Stated exercise:
Starting with the line that contains "of the olive" and going on through the end of the listing, write those lines out again with "innermost point" swapped for "central point" and nothing else changed. Give only those lines.
***** Data for the task *****
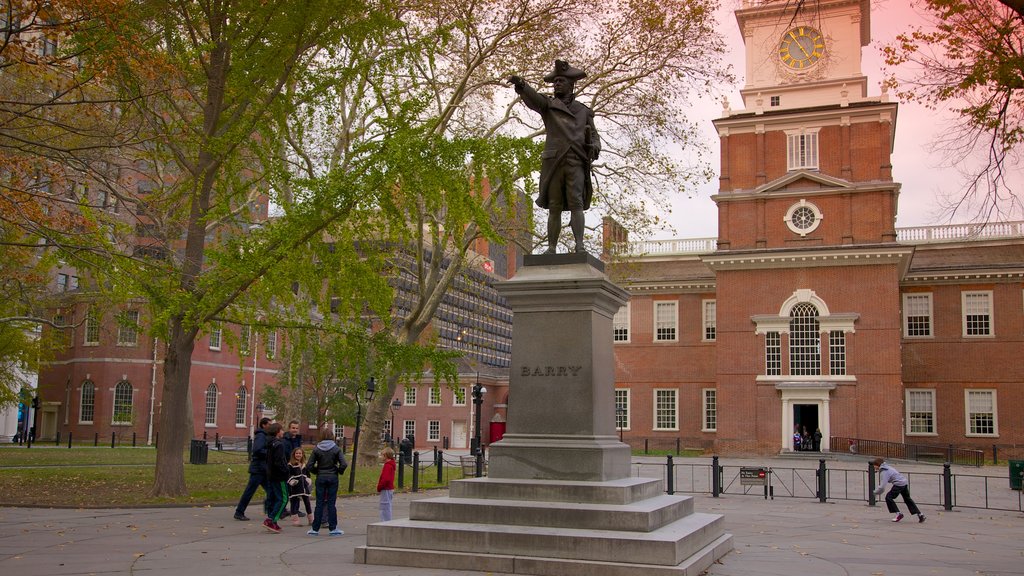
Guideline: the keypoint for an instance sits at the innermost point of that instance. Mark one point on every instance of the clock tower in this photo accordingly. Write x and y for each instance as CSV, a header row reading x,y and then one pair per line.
x,y
807,213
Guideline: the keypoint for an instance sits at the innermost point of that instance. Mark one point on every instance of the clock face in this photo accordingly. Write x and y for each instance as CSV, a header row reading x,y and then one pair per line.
x,y
801,47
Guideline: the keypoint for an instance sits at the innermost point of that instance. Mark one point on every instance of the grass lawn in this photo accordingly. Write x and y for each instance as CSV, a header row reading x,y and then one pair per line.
x,y
123,477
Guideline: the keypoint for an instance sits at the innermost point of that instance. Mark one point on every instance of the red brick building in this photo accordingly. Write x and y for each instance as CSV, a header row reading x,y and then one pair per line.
x,y
810,309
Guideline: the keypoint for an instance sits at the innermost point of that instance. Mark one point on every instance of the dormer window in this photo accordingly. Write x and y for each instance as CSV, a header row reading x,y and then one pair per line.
x,y
802,150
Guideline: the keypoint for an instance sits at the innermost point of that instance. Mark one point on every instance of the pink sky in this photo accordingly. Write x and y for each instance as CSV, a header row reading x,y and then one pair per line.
x,y
923,173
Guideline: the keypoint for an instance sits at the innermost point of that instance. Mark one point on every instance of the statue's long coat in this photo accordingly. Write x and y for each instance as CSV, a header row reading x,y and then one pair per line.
x,y
569,130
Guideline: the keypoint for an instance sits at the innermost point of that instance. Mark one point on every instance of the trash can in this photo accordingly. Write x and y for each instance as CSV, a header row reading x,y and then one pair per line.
x,y
198,452
1016,474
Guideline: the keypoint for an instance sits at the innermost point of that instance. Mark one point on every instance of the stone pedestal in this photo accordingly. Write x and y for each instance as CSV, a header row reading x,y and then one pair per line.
x,y
558,499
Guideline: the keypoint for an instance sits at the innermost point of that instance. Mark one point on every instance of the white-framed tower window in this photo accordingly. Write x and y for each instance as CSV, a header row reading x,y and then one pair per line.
x,y
666,321
977,313
921,411
918,315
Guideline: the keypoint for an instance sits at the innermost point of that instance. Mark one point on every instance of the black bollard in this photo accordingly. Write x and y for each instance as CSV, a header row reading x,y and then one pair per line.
x,y
716,478
416,471
947,487
671,476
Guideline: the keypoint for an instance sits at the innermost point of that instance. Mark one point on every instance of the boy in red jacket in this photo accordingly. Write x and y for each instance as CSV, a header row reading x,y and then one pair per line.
x,y
385,484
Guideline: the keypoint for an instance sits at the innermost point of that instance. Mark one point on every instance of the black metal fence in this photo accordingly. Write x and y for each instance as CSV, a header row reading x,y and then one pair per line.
x,y
916,452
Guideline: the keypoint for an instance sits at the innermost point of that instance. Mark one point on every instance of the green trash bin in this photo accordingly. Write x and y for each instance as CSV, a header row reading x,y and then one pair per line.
x,y
1016,474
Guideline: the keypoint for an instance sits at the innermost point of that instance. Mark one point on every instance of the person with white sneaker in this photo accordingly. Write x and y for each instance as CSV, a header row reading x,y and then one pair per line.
x,y
889,475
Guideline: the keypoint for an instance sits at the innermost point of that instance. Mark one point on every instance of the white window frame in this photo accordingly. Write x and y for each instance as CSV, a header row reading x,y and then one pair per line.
x,y
621,325
623,421
666,394
91,332
802,149
666,323
90,385
968,394
709,319
709,410
119,402
913,302
210,406
969,296
215,337
928,394
128,328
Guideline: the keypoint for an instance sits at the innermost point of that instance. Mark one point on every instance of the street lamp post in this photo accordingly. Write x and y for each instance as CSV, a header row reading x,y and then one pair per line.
x,y
478,392
395,405
371,388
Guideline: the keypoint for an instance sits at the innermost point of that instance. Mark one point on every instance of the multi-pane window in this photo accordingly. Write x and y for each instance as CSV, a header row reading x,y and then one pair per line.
x,y
981,412
87,407
122,404
621,325
666,321
623,409
802,150
245,339
666,410
215,337
271,344
91,328
240,407
805,344
916,316
710,410
837,353
211,405
710,320
128,328
773,354
977,314
921,411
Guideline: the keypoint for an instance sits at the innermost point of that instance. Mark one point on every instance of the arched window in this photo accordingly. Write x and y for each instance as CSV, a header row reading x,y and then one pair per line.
x,y
211,405
122,403
240,407
805,344
87,407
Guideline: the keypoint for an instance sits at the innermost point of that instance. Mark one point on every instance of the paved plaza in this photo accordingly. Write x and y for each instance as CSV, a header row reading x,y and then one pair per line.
x,y
783,537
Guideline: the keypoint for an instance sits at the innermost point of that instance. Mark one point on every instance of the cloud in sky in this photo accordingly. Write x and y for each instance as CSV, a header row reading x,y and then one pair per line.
x,y
924,173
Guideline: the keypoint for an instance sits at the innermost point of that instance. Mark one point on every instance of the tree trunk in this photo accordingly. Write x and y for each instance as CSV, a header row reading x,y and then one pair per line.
x,y
174,410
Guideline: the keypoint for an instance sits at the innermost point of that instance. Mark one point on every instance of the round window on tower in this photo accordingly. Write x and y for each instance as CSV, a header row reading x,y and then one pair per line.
x,y
803,217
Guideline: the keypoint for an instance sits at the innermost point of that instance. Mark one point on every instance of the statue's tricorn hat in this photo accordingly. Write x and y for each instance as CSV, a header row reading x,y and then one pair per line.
x,y
562,68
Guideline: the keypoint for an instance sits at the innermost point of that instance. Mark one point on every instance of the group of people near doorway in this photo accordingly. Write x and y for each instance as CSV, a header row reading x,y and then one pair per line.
x,y
279,464
804,441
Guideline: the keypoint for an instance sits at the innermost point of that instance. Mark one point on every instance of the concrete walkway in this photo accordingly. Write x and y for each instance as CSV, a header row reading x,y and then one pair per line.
x,y
784,537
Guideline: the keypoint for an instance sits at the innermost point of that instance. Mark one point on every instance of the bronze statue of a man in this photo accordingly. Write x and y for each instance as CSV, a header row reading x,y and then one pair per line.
x,y
569,148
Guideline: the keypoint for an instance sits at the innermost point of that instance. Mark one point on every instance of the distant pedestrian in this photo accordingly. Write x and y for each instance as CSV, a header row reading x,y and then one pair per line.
x,y
276,477
385,484
299,486
889,475
257,471
328,463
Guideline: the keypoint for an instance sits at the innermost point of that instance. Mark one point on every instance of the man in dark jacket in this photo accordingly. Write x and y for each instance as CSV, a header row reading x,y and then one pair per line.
x,y
257,470
570,145
328,463
276,476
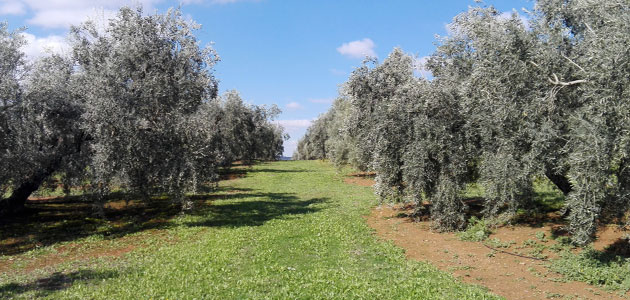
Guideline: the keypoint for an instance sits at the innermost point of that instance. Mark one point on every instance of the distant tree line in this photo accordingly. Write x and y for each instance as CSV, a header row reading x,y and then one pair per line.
x,y
133,106
510,99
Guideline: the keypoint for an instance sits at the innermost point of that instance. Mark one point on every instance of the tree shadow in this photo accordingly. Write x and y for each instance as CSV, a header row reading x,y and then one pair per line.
x,y
65,219
255,212
267,170
55,282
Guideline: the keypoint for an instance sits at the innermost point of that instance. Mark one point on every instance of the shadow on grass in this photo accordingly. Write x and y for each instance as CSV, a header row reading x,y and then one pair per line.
x,y
255,212
55,282
66,219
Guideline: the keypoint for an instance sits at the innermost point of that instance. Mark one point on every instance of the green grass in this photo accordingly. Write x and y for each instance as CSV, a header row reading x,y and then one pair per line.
x,y
595,267
288,230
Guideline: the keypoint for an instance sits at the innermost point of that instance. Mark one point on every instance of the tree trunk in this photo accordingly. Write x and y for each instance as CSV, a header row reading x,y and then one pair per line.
x,y
561,181
15,202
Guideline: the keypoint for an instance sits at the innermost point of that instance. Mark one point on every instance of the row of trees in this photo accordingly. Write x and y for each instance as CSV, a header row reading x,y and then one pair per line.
x,y
134,105
510,100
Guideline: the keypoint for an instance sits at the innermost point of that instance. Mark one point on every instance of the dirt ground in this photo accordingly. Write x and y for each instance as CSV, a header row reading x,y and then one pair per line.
x,y
510,276
505,271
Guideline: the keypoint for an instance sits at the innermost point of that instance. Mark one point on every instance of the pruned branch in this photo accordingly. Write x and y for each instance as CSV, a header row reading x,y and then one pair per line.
x,y
557,81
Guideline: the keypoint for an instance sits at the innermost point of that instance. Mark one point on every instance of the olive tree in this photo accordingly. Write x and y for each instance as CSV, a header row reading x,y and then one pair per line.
x,y
135,106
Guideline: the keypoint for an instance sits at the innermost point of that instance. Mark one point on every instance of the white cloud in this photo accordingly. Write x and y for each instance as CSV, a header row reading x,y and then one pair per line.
x,y
294,105
322,100
229,1
419,65
12,8
358,49
37,47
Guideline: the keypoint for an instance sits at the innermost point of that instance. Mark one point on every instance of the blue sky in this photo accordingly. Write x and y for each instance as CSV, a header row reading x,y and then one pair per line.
x,y
291,53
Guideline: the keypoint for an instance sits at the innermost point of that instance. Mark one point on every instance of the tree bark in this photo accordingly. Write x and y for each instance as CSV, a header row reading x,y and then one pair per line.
x,y
561,181
15,203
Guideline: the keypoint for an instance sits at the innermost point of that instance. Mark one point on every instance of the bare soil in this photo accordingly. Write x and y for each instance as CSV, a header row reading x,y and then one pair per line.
x,y
511,272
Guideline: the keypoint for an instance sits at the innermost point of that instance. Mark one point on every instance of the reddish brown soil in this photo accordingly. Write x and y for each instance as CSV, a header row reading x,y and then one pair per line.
x,y
510,276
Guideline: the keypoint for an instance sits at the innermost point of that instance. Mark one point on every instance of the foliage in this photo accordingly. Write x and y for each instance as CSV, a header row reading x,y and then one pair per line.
*****
Result of the exercise:
Guideline: the keypoint for an instance sits at the central point of that instance. Mark one point on every instance of the olive tree in this photo accordingly. Write x and y for each instance as CSV, a header row reading x,y and then one pair per line.
x,y
135,106
Guideline: the keypoint for an instance sits at the central point of that instance. Mark one point on every instance of the white cloud in this photo accordingly. Write x and y for each instance as CSV, a header row reading x,y and then one pair per line.
x,y
294,105
322,100
229,1
419,65
12,8
358,49
37,47
Guideline: the keypoint for an instance sits at the central point of that instance. Mark one point on every instance of the blue sky in this photo accordingly. Write x and y for each instance as CSV, a header row reading x,y and then one pair per line.
x,y
291,53
Guideline: the keypoint for an instance sits at the central point of that instance. Mark one point on every instance of the tree bark in this photo accordingly. Write x and y for each instance as CSV, a header row reading x,y and then one pair per line.
x,y
561,181
15,203
Guideline: the keypoint for an instance sits at the central point of that instance. Mark one point on every instance of the bare soil in this photo accordingly. Write x and y for each instance as CSV, a header row reading x,y and then one pair per line.
x,y
511,272
Guideline: the keypoint for an instance sits at the central point of that instance. Mark one point on every instance of the reddish brown soil in this photo accordingly. Write x and y for each instance as CSV, a header row reading x,y and then one pair per line.
x,y
510,276
Guideline: the keypoint for an instance sits at the central point of that instance. Mark one point on every instance of the foliage in this photo accordingly. Write x and y for each instance as CSV, a header row reading x,y and then one pair per line.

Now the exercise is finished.